=== Entries shown ===

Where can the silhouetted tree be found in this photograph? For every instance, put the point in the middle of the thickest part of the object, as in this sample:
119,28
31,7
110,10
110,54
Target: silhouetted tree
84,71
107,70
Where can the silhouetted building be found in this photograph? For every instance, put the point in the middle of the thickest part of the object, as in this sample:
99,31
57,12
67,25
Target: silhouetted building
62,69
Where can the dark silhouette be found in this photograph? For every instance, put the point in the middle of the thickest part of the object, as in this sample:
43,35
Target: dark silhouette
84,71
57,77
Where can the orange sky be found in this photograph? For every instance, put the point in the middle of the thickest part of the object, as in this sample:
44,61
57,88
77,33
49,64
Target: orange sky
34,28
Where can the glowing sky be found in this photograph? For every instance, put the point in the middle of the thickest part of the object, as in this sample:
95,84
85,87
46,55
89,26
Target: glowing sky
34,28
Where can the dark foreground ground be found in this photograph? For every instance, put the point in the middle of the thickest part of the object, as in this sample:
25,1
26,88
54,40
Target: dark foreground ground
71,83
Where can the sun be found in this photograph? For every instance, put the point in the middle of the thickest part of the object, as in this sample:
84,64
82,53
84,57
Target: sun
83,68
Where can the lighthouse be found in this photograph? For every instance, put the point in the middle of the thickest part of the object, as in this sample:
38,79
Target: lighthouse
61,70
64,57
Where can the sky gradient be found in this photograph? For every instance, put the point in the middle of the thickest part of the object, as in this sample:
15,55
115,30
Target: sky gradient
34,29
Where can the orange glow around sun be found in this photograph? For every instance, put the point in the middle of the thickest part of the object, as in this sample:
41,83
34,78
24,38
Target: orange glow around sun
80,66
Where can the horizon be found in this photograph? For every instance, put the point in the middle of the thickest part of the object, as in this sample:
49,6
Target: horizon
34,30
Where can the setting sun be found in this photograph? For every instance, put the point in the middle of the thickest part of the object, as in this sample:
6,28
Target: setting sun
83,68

===

▶ _Written problem_
Quote the data in full, keeping each word unchanged.

▶ _Response below_
Where can the silhouetted tree be found in this photograph? For every instance, put the point in the middle of the thickest part of the object, as in this sample:
119,28
31,7
110,10
110,54
Target: silhouetted tree
84,71
107,70
Where can the silhouetted building be found in this photograph? For every instance, put the point in the middle of the thickest part of the object, as in this sample:
99,31
57,12
67,25
Target: silhouetted building
62,69
Where can the dark silhouette be found in this photograph? For every instance, put the point in the middle of the thickest part of the object, as in this sample:
43,35
Target: dark silhouette
84,71
57,77
Where can the orange sky be found in this photograph? For every instance, put the point in the middle of the thickest part of the object, as in this sample:
44,61
57,88
77,33
49,64
Target: orange sky
34,28
Where can the glowing sky be found in this photograph? For every instance, put the point in the middle of the thickest part of the object, as in this sample:
95,84
85,87
46,55
89,26
Target: glowing sky
34,28
Where can the dark foreground ground be found in this photograph? For every instance, put the point in the middle of the thickest part of the object, as in this sample:
25,1
26,88
54,40
Target: dark foreground ground
71,83
Where can the sun be found in this photograph? For every instance, put the point in the middle of the thickest part of the object, as in this sample:
84,64
82,53
84,57
Target: sun
83,68
Where can the lighthouse be found in this photograph? For every instance, put the point in the middle of the thickest part of the object, as in this sample:
38,79
Target: lighthouse
61,70
64,57
Where can the sky gradient be found in this photograph? For every instance, put the point in the middle of the thickest part of the object, as in this sample:
15,55
115,30
Target: sky gradient
34,29
Where can the orange glow around sun be found in this photograph? For every instance, put the point in the middle of the thickest part of the object, as in this sample:
41,83
34,78
24,38
Target: orange glow around sun
80,66
Where can the horizon be found in this photograph? For every instance, put the point in the middle of the thickest part of the object, as in this sample:
49,6
Target: horizon
34,30
Where can the setting sun be found in this photograph? For every instance, put the point in the middle of the thickest part of the object, as in this sample:
6,28
Target: setting sun
83,68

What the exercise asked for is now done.